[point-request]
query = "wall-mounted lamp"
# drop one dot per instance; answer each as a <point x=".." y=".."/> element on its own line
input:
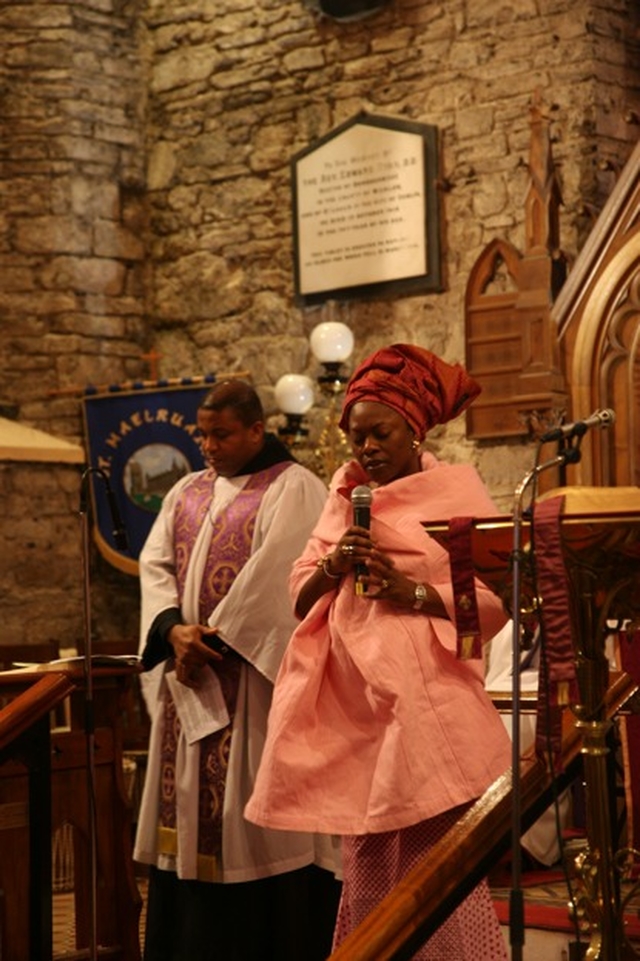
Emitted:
<point x="294" y="396"/>
<point x="331" y="344"/>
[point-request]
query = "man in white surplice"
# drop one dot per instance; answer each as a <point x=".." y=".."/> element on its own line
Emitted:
<point x="216" y="618"/>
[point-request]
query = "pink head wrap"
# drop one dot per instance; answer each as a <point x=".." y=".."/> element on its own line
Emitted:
<point x="421" y="387"/>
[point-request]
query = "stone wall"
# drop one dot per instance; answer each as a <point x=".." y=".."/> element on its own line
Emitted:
<point x="145" y="200"/>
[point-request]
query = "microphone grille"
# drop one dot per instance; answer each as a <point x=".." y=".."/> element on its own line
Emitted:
<point x="607" y="417"/>
<point x="361" y="496"/>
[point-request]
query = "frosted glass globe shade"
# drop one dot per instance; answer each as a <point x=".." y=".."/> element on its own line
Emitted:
<point x="331" y="342"/>
<point x="294" y="394"/>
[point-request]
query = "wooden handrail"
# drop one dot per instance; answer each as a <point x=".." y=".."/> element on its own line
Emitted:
<point x="455" y="865"/>
<point x="31" y="705"/>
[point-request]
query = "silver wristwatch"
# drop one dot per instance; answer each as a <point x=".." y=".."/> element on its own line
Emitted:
<point x="420" y="595"/>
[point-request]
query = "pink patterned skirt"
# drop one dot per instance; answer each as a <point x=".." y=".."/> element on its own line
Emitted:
<point x="374" y="863"/>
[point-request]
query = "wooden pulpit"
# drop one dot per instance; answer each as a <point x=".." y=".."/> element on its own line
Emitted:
<point x="599" y="538"/>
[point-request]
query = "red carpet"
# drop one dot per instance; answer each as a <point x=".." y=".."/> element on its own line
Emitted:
<point x="546" y="903"/>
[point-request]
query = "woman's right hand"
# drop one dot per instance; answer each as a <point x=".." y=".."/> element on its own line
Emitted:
<point x="354" y="547"/>
<point x="190" y="651"/>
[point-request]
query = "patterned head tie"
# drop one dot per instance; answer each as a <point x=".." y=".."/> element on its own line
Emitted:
<point x="421" y="387"/>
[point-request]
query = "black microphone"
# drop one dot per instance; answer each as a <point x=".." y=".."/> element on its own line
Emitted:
<point x="361" y="501"/>
<point x="600" y="418"/>
<point x="119" y="531"/>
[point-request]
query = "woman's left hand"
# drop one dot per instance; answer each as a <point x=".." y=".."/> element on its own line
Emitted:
<point x="386" y="583"/>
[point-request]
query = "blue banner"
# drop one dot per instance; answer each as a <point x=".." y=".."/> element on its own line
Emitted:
<point x="139" y="443"/>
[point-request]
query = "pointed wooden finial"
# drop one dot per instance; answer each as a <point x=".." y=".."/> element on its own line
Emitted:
<point x="152" y="358"/>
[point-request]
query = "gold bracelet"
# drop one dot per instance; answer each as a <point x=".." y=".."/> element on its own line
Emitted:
<point x="323" y="564"/>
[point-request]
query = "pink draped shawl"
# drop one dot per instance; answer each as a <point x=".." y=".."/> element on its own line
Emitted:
<point x="375" y="723"/>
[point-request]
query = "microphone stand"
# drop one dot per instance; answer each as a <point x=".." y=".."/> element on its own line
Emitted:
<point x="89" y="717"/>
<point x="89" y="723"/>
<point x="566" y="455"/>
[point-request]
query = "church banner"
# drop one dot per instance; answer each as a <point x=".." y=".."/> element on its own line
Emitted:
<point x="140" y="441"/>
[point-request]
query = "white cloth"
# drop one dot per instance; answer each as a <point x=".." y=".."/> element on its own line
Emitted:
<point x="256" y="620"/>
<point x="541" y="840"/>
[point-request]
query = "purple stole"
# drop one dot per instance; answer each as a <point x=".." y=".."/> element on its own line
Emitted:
<point x="229" y="551"/>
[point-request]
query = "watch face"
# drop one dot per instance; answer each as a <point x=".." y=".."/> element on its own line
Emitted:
<point x="420" y="595"/>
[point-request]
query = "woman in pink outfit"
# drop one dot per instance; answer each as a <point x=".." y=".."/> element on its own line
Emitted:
<point x="379" y="730"/>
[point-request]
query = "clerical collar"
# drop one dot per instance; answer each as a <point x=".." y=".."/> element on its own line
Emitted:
<point x="272" y="452"/>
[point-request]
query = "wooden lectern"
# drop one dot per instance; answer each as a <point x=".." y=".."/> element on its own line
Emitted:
<point x="599" y="531"/>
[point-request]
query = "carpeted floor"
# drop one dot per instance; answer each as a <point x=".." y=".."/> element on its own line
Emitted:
<point x="547" y="894"/>
<point x="64" y="919"/>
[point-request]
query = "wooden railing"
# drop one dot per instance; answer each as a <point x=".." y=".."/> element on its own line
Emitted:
<point x="435" y="887"/>
<point x="44" y="784"/>
<point x="25" y="743"/>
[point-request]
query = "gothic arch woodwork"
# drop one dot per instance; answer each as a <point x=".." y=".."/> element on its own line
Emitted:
<point x="603" y="368"/>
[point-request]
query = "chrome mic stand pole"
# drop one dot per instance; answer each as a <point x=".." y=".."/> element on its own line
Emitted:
<point x="516" y="901"/>
<point x="89" y="726"/>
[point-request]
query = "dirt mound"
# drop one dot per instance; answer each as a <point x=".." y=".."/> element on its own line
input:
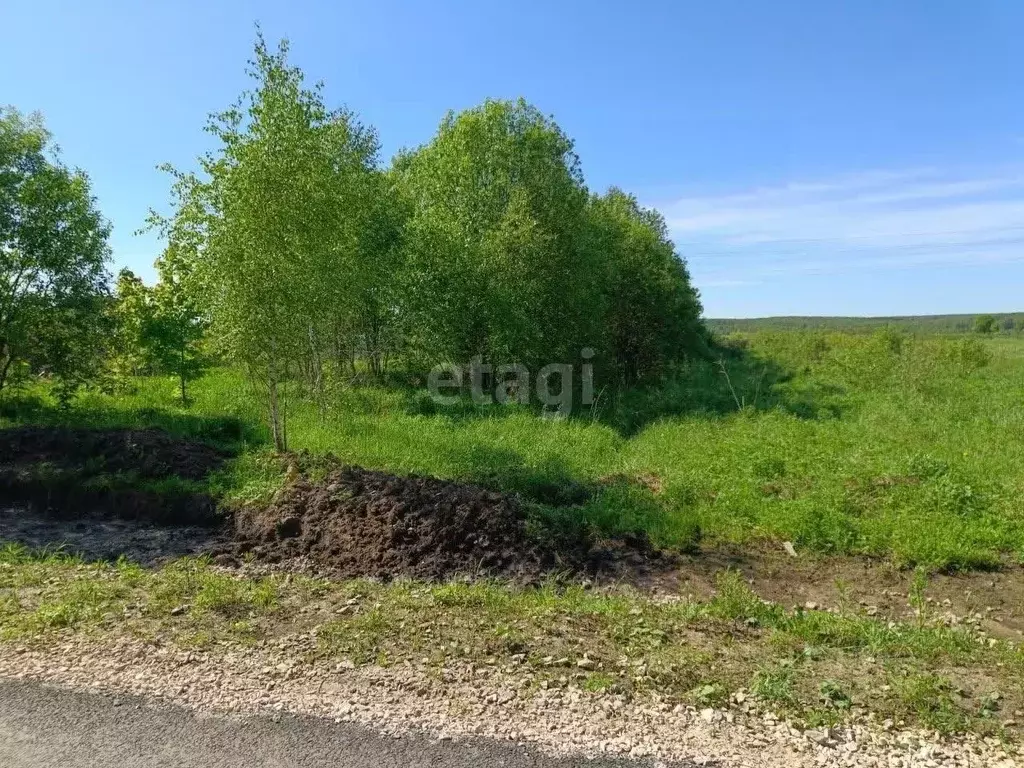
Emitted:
<point x="357" y="522"/>
<point x="147" y="453"/>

__Exercise__
The records above need to be restated word for word, with the pictures left out.

__Solved problem__
[point-request]
query = "wall-mounted lamp"
# drop one dot per instance; answer each as a <point x=".." y=".."/> element on its own line
input:
Emitted:
<point x="294" y="396"/>
<point x="331" y="344"/>
[point-request]
query = "man in white surplice"
# drop one dot per instance; answer each as a <point x=".." y=".."/> element on its own line
Emitted:
<point x="216" y="618"/>
[point-request]
query = "pink head wrap"
# drop one dot per instance; answer each as a <point x=".." y=".."/> element on its own line
Emitted:
<point x="421" y="387"/>
[point-request]
query = "stone wall"
# drop one dot per instance; answer each as a <point x=".." y=".."/> element on its own line
Emitted:
<point x="145" y="200"/>
[point-request]
query = "microphone grille"
# drop one dot per instance; answer each as a <point x=".." y=".."/> element on its own line
Emitted:
<point x="607" y="417"/>
<point x="361" y="496"/>
[point-request]
query = "frosted glass globe shade"
# drop one dot per instance; answer each as a <point x=".." y=".."/> element on its own line
Emitted:
<point x="331" y="342"/>
<point x="294" y="394"/>
[point-request]
query = "wooden handrail"
# drop one dot per instance; answer each as a <point x=".." y=".."/> element on its own line
Emitted:
<point x="455" y="865"/>
<point x="31" y="705"/>
[point-request]
query = "silver wristwatch"
# drop one dot per instance; answer each as a <point x=".." y=".."/> element on its own line
Emitted:
<point x="420" y="595"/>
[point-request]
query = "pink patterned skirt"
# drop one dot per instance; answer each as a <point x=".." y=".."/> element on its own line
Emitted:
<point x="374" y="863"/>
[point-request]
query = "wooden pulpit"
# drop one dot per instance; answer each as a <point x=".." y=".."/> element on its own line
Emitted:
<point x="599" y="538"/>
[point-request]
query = "red carpet"
# drop one dot per instance; answer each as a <point x=".." y=".."/> element on its own line
Emitted:
<point x="546" y="903"/>
[point-request]
query = "woman's right hand"
# drop one dot per instance; answer each as a <point x=".." y=".."/> element on its own line
Emitted:
<point x="354" y="547"/>
<point x="190" y="651"/>
[point-request]
query = "patterned head tie"
# drop one dot per instance; answer each as a <point x=".." y=".."/> element on its own line
Emitted:
<point x="421" y="387"/>
[point-request]
query = "black microphone"
# drop one dot per instance; answer each as a <point x=".." y=".."/> element on its own line
Emitted:
<point x="361" y="501"/>
<point x="600" y="418"/>
<point x="119" y="531"/>
[point-request]
query = "woman's left hand"
# drop one dot per instance; answer each as a <point x=".." y=".."/> element on its own line
Emitted:
<point x="386" y="583"/>
[point-request]
query = "blue banner"
# drop one dot per instance; answer each as a <point x=".." y=".."/> element on its own line
Emitted:
<point x="139" y="443"/>
[point-request]
query = "pointed wooden finial"
# drop one dot per instance; answer each as a <point x=".." y=".."/> element on its own line
Emitted:
<point x="152" y="358"/>
[point-request]
query = "gold bracelet"
# drop one dot per instance; answer each as a <point x=".." y=".."/> element on its own line
Emitted:
<point x="323" y="564"/>
[point-request]
query = "pink draped shawl"
# drop one dot per instance; answer each as a <point x=".." y=".."/> element on its own line
Emitted:
<point x="375" y="723"/>
[point-request]
query = "microphone stand"
# drop one dot per instance; answer each as a <point x=".." y=".."/> element on its own line
Emitted:
<point x="89" y="717"/>
<point x="89" y="723"/>
<point x="566" y="455"/>
[point-request]
query = "church banner"
# drop one dot per instance; answer each as a <point x=".." y=".."/> element on its own line
Emitted:
<point x="140" y="441"/>
[point-request]
query = "white cloth"
# drop one dot per instance; answer each as a <point x=".." y=".."/> element on its own line
Emitted:
<point x="256" y="620"/>
<point x="541" y="840"/>
[point-request]
query = "purple stole"
# drop one dot per instance; answer each as a <point x=".." y=".."/> element on its own line
Emitted:
<point x="229" y="551"/>
[point-request]
query = "watch face"
# drop one dot per instance; answer each as a <point x=".." y=".."/> element on its own line
Emitted:
<point x="420" y="595"/>
[point-request]
query = "woman in pink outfit"
# drop one dot per instance; answer each as a <point x=".." y=".."/> element on its own line
Emitted:
<point x="379" y="730"/>
[point-request]
query = "clerical collar"
# drop one dot per instance; answer each as a <point x=".." y=".."/> element on its own line
Emitted:
<point x="272" y="452"/>
[point-request]
query = "wooden lectern"
# drop one dot per instance; answer each as a <point x=".." y=".."/> element on its own line
Emitted:
<point x="599" y="531"/>
[point-request]
query = "carpeted floor"
# drop one dot per instance; answer each as a <point x=".." y=".."/> element on its own line
Emitted:
<point x="547" y="894"/>
<point x="64" y="919"/>
[point-request]
query = "wooden railing"
# drop one dot per instance; answer each as a <point x=".." y=".."/> element on its own line
Emitted:
<point x="435" y="887"/>
<point x="44" y="784"/>
<point x="25" y="743"/>
[point-request]
query = "gothic arch woodwork"
# drop one dot per instance; answer each as a <point x=".." y=".."/> element on its own line
Emitted:
<point x="603" y="368"/>
[point-request]
query = "chrome mic stand pole"
# drop one dot per instance; answer each as a <point x=".." y=".."/> element on its own line
Emitted:
<point x="516" y="901"/>
<point x="89" y="726"/>
[point-request]
query = "dirt mound"
# drop one dot per instance; answer each as a <point x=".." y=".."/> element on its own line
input:
Emitted:
<point x="357" y="522"/>
<point x="147" y="453"/>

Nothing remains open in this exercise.